# START OF LISTING

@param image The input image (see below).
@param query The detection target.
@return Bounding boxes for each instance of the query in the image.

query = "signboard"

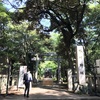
[96,59,100,74]
[18,66,27,87]
[76,46,85,84]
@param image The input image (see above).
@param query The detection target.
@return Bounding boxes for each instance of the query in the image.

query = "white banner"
[76,46,86,84]
[18,66,27,87]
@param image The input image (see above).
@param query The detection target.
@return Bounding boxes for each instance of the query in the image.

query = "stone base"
[43,78,53,85]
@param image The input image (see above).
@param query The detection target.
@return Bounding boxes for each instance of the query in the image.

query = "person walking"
[23,71,32,97]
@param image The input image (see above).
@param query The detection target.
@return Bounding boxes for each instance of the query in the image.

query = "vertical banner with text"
[76,46,86,84]
[18,66,27,87]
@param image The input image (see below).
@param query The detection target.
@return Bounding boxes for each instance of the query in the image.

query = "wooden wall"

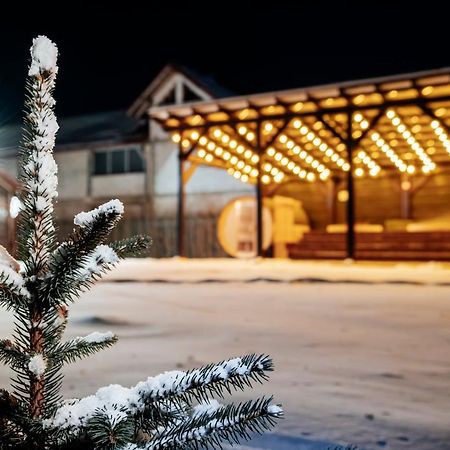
[268,171,450,230]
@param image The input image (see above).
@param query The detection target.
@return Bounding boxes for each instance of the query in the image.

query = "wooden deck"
[289,231,450,261]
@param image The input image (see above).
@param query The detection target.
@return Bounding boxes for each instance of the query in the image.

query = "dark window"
[94,147,145,175]
[159,89,176,106]
[183,86,202,103]
[128,148,144,172]
[111,150,125,173]
[94,152,108,175]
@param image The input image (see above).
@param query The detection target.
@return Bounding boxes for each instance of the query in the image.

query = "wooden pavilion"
[149,68,450,259]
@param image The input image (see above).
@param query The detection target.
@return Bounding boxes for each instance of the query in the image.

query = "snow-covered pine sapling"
[0,36,283,450]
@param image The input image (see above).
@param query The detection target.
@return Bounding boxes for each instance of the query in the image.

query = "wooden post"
[327,177,340,223]
[256,121,264,256]
[177,144,185,256]
[400,175,412,219]
[346,111,355,259]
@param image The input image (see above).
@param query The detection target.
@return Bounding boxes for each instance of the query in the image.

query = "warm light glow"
[264,122,273,133]
[401,180,411,191]
[293,116,348,172]
[370,131,407,172]
[427,120,450,155]
[386,109,436,173]
[337,189,348,203]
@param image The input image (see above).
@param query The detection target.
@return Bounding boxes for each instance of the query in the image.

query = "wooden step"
[288,231,450,261]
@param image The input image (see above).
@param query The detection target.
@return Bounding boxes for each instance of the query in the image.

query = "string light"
[292,119,350,172]
[275,134,330,180]
[263,147,318,181]
[191,129,262,183]
[431,120,450,155]
[370,131,408,172]
[386,109,436,173]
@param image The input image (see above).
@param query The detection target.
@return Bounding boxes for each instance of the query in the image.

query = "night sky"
[0,0,450,124]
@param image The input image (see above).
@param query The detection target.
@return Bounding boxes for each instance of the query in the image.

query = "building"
[149,68,450,260]
[0,65,450,260]
[0,65,253,256]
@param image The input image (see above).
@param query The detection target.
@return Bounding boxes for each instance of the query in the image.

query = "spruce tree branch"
[41,207,121,304]
[132,397,283,450]
[140,354,273,405]
[48,334,117,364]
[109,235,152,258]
[0,339,28,367]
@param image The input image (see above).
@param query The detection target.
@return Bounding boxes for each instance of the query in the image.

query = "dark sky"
[0,0,450,123]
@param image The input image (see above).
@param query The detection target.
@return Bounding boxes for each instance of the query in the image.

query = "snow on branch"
[0,261,30,298]
[121,397,283,450]
[28,353,47,377]
[73,331,114,344]
[73,199,124,228]
[28,36,58,76]
[46,355,272,429]
[50,331,117,363]
[19,36,59,274]
[78,244,119,281]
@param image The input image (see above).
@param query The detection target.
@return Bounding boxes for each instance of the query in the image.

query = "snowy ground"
[0,260,450,450]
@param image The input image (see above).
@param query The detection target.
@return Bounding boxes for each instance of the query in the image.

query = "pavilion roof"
[149,67,450,184]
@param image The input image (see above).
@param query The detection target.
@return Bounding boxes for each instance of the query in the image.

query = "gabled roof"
[149,67,450,185]
[0,110,147,156]
[128,64,233,117]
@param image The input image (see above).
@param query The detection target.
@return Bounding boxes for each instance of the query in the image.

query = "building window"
[94,147,145,175]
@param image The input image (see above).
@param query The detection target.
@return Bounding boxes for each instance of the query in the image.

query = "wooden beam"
[317,114,345,142]
[346,111,355,259]
[353,108,386,147]
[161,95,450,131]
[256,123,264,257]
[177,145,185,256]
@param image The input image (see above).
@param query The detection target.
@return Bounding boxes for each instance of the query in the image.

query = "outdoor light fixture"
[431,120,450,155]
[370,131,408,172]
[292,119,350,172]
[386,109,436,173]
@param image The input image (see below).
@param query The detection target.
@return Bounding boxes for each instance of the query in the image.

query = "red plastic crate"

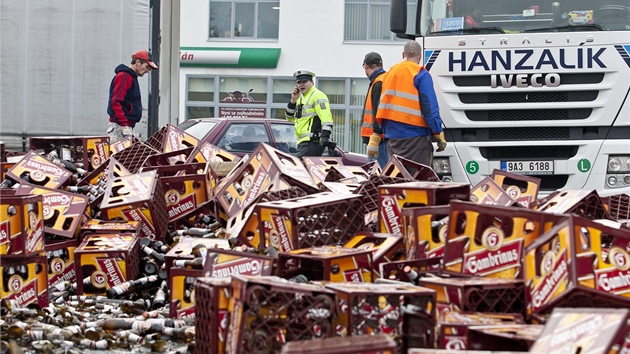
[443,201,566,279]
[195,277,232,354]
[225,275,335,354]
[256,192,365,252]
[0,189,44,257]
[523,215,630,315]
[101,170,168,240]
[281,333,398,354]
[0,254,48,306]
[325,282,436,353]
[15,184,90,238]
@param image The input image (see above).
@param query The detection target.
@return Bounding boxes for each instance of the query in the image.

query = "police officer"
[285,69,333,157]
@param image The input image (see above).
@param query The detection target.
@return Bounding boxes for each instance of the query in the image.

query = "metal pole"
[147,0,161,138]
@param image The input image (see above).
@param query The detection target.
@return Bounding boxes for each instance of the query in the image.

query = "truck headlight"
[432,157,451,174]
[606,155,630,188]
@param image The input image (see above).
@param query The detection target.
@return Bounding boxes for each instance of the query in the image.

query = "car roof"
[187,117,293,124]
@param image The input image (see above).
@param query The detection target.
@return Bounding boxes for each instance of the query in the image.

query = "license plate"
[501,160,553,175]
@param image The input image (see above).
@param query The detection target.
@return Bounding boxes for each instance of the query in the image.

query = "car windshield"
[419,0,630,36]
[177,120,217,140]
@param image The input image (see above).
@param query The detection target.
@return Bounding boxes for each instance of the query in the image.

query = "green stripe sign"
[179,47,280,68]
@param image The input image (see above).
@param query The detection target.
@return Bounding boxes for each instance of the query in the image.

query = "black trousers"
[296,141,324,157]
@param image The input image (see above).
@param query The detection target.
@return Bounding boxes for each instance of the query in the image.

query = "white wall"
[179,0,412,119]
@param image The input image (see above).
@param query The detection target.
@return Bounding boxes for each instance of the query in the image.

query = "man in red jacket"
[107,50,158,144]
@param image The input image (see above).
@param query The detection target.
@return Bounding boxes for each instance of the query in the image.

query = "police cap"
[363,52,383,65]
[293,69,315,81]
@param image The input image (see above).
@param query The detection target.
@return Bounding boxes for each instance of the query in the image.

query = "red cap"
[131,50,157,70]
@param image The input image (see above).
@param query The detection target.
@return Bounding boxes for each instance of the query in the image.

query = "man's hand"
[433,132,446,152]
[120,127,133,137]
[368,134,381,157]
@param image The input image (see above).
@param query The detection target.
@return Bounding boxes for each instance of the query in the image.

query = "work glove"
[368,134,381,158]
[433,132,446,152]
[120,127,133,137]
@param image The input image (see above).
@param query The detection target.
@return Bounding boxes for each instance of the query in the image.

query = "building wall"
[179,0,404,122]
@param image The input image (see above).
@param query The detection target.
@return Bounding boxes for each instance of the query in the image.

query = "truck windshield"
[420,0,630,36]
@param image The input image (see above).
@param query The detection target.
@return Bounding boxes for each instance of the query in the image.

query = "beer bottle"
[173,257,204,269]
[100,318,136,333]
[151,280,168,310]
[403,265,420,285]
[191,243,208,259]
[120,300,147,315]
[2,267,16,293]
[140,246,164,264]
[107,275,160,299]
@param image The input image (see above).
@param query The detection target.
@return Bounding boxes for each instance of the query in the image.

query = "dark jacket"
[107,64,142,128]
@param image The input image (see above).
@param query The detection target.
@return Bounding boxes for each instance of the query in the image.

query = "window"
[344,0,417,42]
[209,0,280,39]
[217,123,269,152]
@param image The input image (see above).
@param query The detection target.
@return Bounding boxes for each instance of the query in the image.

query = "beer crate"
[354,174,412,214]
[45,239,79,288]
[101,170,168,241]
[401,205,451,259]
[79,219,149,242]
[186,142,241,165]
[214,143,317,218]
[602,194,630,221]
[226,186,307,248]
[470,177,516,206]
[278,246,374,283]
[225,275,335,354]
[324,282,436,353]
[74,233,140,295]
[324,165,368,184]
[168,266,203,319]
[381,155,440,182]
[29,135,110,171]
[0,161,15,181]
[168,248,273,318]
[109,135,140,156]
[437,311,525,350]
[467,324,545,352]
[302,156,343,185]
[490,169,541,208]
[0,254,48,306]
[15,183,90,238]
[142,163,217,222]
[280,333,398,354]
[523,215,630,315]
[146,123,199,153]
[110,141,160,174]
[195,277,232,354]
[0,190,44,256]
[530,307,630,353]
[537,189,611,220]
[250,192,364,252]
[7,151,72,189]
[140,146,198,169]
[418,277,527,315]
[378,181,470,234]
[343,231,405,277]
[443,201,566,279]
[407,349,529,354]
[379,257,442,283]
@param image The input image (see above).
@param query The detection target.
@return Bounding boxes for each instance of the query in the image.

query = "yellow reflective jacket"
[286,85,333,144]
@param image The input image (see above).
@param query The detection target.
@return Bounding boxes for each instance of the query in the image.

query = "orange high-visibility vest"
[361,73,385,138]
[376,60,429,128]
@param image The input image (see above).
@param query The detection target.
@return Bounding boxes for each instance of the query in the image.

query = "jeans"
[368,140,389,168]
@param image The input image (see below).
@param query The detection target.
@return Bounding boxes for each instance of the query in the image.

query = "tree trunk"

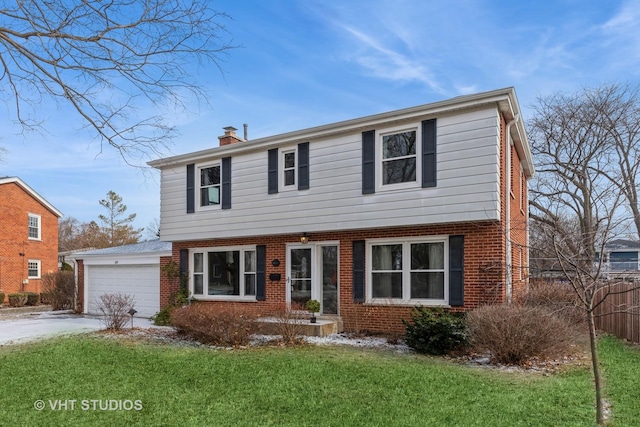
[587,310,605,425]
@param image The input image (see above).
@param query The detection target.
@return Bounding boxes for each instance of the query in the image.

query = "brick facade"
[0,182,58,300]
[168,221,504,333]
[155,97,528,333]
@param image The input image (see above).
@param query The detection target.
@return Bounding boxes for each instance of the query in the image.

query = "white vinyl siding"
[160,108,500,241]
[27,259,40,279]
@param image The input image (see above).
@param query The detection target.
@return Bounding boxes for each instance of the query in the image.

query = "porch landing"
[258,316,344,337]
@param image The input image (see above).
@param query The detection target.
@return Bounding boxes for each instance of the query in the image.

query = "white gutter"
[505,114,520,304]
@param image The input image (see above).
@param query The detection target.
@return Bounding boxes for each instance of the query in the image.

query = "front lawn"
[0,335,640,426]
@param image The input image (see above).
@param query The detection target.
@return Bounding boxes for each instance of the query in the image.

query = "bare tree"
[529,87,640,424]
[0,0,232,163]
[98,191,143,247]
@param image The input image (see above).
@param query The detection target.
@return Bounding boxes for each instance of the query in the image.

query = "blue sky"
[0,0,640,237]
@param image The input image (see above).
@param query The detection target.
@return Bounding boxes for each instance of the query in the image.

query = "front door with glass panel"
[287,244,338,314]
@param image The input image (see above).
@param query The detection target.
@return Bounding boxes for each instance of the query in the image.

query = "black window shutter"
[256,245,267,301]
[298,142,309,190]
[422,119,436,188]
[352,240,364,302]
[449,236,464,307]
[267,148,278,194]
[187,164,196,213]
[362,130,376,194]
[180,249,189,288]
[222,157,231,209]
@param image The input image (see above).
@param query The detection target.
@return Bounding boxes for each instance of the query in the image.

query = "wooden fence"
[594,282,640,344]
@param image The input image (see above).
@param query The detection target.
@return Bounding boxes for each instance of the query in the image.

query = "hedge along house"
[150,88,534,332]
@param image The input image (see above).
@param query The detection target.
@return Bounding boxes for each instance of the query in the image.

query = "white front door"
[287,243,338,314]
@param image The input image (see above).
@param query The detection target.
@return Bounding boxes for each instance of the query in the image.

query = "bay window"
[191,247,256,299]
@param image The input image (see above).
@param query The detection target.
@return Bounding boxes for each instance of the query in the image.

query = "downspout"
[504,114,520,304]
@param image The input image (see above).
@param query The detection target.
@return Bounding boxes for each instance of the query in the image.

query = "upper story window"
[27,259,40,279]
[382,130,417,185]
[191,247,257,299]
[367,238,448,304]
[282,150,296,187]
[200,165,221,206]
[29,214,41,240]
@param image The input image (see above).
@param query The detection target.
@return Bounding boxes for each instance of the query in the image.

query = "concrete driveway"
[0,311,152,345]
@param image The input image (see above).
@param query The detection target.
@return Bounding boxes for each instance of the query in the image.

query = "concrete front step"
[258,316,344,337]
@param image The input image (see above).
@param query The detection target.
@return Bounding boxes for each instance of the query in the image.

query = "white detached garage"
[73,240,171,317]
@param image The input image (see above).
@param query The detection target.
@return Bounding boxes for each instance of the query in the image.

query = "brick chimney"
[218,126,243,147]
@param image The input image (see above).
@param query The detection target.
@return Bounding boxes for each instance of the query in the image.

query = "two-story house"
[0,177,62,300]
[150,88,534,332]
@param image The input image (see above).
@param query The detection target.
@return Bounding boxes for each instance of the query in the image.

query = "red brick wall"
[0,183,58,300]
[76,259,84,313]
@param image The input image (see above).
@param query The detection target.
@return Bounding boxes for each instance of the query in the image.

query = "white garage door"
[85,264,160,317]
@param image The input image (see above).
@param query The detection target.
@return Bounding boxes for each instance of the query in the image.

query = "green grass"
[0,336,640,426]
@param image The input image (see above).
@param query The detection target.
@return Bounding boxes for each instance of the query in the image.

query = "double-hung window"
[27,259,40,279]
[382,129,418,185]
[367,238,448,304]
[200,165,222,206]
[28,214,41,240]
[191,246,256,299]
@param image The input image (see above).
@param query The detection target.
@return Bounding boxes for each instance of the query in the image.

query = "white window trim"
[520,166,526,213]
[365,236,449,306]
[376,123,422,192]
[27,213,42,240]
[196,161,222,211]
[27,259,42,279]
[278,146,299,191]
[189,245,258,301]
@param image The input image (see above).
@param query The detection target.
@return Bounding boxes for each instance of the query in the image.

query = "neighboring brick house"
[150,88,534,332]
[0,177,62,300]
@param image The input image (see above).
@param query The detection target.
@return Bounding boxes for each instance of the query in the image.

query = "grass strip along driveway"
[0,335,640,426]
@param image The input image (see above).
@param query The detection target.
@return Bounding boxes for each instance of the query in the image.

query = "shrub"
[42,271,76,310]
[9,292,27,307]
[98,294,135,331]
[402,307,467,355]
[171,303,258,347]
[151,288,189,326]
[517,281,586,326]
[23,292,40,305]
[467,304,572,364]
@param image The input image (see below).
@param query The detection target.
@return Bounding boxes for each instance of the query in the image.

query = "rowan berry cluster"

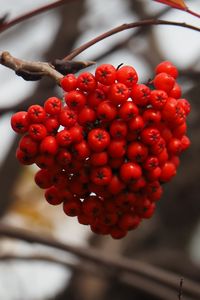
[11,61,190,238]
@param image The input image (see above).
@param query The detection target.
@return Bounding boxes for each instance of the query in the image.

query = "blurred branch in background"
[0,0,75,33]
[0,224,200,300]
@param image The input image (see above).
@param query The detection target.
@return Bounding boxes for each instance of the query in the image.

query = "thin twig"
[185,8,200,18]
[0,254,191,300]
[63,19,200,61]
[0,224,200,299]
[0,51,63,84]
[178,278,183,300]
[0,0,72,33]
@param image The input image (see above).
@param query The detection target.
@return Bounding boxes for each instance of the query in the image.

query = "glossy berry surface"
[11,61,191,239]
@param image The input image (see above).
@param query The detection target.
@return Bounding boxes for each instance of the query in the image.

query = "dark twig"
[178,278,183,300]
[0,51,63,84]
[63,19,200,61]
[0,0,72,33]
[0,224,200,299]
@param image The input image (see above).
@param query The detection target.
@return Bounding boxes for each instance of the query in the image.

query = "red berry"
[40,136,58,155]
[119,101,139,121]
[116,66,138,87]
[91,166,112,185]
[131,84,151,106]
[28,104,46,123]
[44,97,62,115]
[77,72,96,93]
[58,107,77,128]
[11,111,29,134]
[153,73,175,93]
[155,61,178,79]
[120,162,142,182]
[60,74,77,92]
[97,101,117,122]
[109,83,129,105]
[28,124,47,141]
[95,64,116,85]
[88,128,110,152]
[65,90,86,111]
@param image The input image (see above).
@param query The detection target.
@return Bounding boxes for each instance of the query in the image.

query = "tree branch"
[0,254,188,300]
[0,51,63,84]
[63,19,200,61]
[0,0,72,33]
[0,224,200,299]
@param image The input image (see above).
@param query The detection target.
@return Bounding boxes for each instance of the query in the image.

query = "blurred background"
[0,0,200,300]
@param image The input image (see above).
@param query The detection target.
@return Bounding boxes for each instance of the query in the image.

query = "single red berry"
[142,108,161,125]
[77,72,96,93]
[177,99,191,116]
[128,115,145,133]
[88,128,110,152]
[155,61,178,79]
[87,88,106,109]
[44,97,62,115]
[58,107,77,128]
[181,135,190,151]
[91,165,112,185]
[141,127,160,145]
[108,175,125,195]
[119,101,139,121]
[108,139,126,158]
[109,82,130,105]
[65,90,86,111]
[11,111,29,134]
[78,107,96,129]
[169,82,182,99]
[28,104,46,123]
[60,74,77,92]
[56,149,72,169]
[90,151,108,167]
[160,161,176,182]
[72,140,90,160]
[15,148,35,165]
[28,124,47,141]
[116,66,138,87]
[69,125,84,143]
[143,156,159,171]
[167,138,182,155]
[97,101,117,122]
[161,98,177,122]
[172,122,187,138]
[149,90,168,110]
[131,84,151,106]
[63,198,81,217]
[145,167,161,181]
[127,141,148,163]
[120,162,142,182]
[40,135,58,155]
[19,135,38,157]
[56,129,72,147]
[110,119,127,138]
[44,117,60,135]
[95,64,116,85]
[153,73,175,93]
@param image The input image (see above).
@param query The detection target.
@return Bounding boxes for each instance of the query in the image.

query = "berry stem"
[63,19,200,61]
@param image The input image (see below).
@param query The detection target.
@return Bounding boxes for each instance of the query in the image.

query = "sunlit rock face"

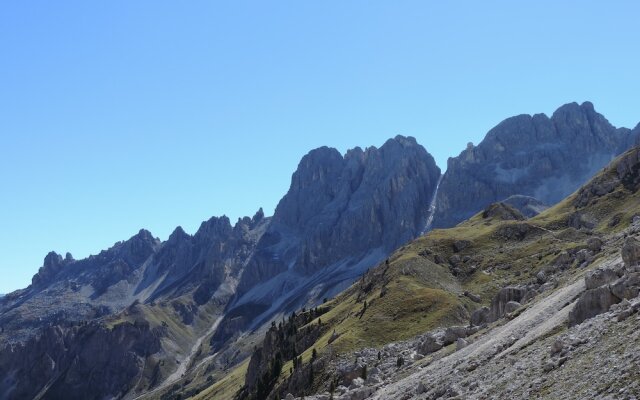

# END OF LISTING

WHAT THIS TASK INVOLVES:
Which lines above contain the word "driveway"? Extract each one and copy it in full.

SOLUTION FOR THIS TASK:
query = "concrete driveway"
query = "grass strip along driveway"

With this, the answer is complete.